Source document —
☆ ☆ ☆

Zion Bryce Ouray Spring Break

Dates: Wednesday March 28th thru Sunday April 1st, 2012

Details of Travel: 1,500 driving miles!

  • March 28th-March 30th: Zion National Park (highlights = Angel’s Landing at sunrise, Narrows hike in 44degree water, Hidden Canyon hike, our campsite outside of Zion)
  • Night of March 30th: Camping outside Bryce Canyon at the mouth of Casto Canyon in Red Canyon BLM
  • March 31st: Sunrise at Bryce Canyon National Park, drive thru highcountry of Southwest Utah
  • April 1st: Rock climbing in Ouray with Rambo

Interactive Map of our Quick Journey:

View Zion Trip in a larger map

Mid-afternoon we finally pulled off of I-15 which was bustling and crazy compared to the almost relaxing I-70 section of the trip. Our first stop was to stretch our legs at the North Entrance of Zion National Park known as the Kolob Terrace. It was chilly, dark and dreary due to the storm that was still holding on overhead. The quick hike did not reveal much in the way of photos, however it was great to finally be at our destination.

Insider information always helps and we were pointed to a BLM camping area by my buddy before we left. Timing was on our side and we pulled into one of the best spots in the canyon.  Darkness was settling in quickly and right before the sun disappeared it fell below the thick clouds and lit the area up in beautiful light. Here Caitlin takes in the views from our campsite at Smithsonian Butte BLM outside of Zion NP: 

Luckily we ran into another couple around our age that had been in the park for the last few days and told us to get up early to get on Angel’s Landing before the normal tourist shit-show happens. An early next-day was planned.

Angel’s Landing: 1,500 vertical ft, ~5 miles RT, ~1:40 to the top

Our first foray into the main canyon was well before the first sunlight and before the park rangers had taken their posts. Quick glimpses of turkey’s and deer were had as we pulled into the trailhead. We were the first to the trailhead that day as we pulled in just before 7:00am, however two other small groups pulled up right behind us and started off before we could get our packs ready. Luckily we did not see them or anyone else for quite some time.

☆ ☆ ☆

Given material —
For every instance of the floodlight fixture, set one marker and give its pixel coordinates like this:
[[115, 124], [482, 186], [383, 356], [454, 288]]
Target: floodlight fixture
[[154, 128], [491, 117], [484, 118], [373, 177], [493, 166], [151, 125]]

☆ ☆ ☆

Problems and tasks —
(A) Quote the spring break trip report between "Details of Travel: 1,500" and "outside of Zion)", inclusive.
(B) Using the spring break trip report, decide whether each statement agrees with it, answering yes or no and quoting the deciding words: (i) The trip involved 1,500 driving miles. (ii) The Narrows hike was done in 44-degree water. (iii) The campsite outside Zion was in Red Canyon BLM.
The material has no connection to the spring break trip report.

Responses by task —
(A)
Details of Travel: 1,500 driving miles!

  • March 28th-March 30th: Zion National Park (highlights = Angel’s Landing at sunrise, Narrows hike in 44degree water, Hidden Canyon hike, our campsite outside of Zion)

(B)
(i) Yes: "Details of Travel: 1,500 driving miles!"
(ii) Yes: "Narrows hike in 44degree water"
(iii) No: "our campsite at Smithsonian Butte BLM outside of Zion NP"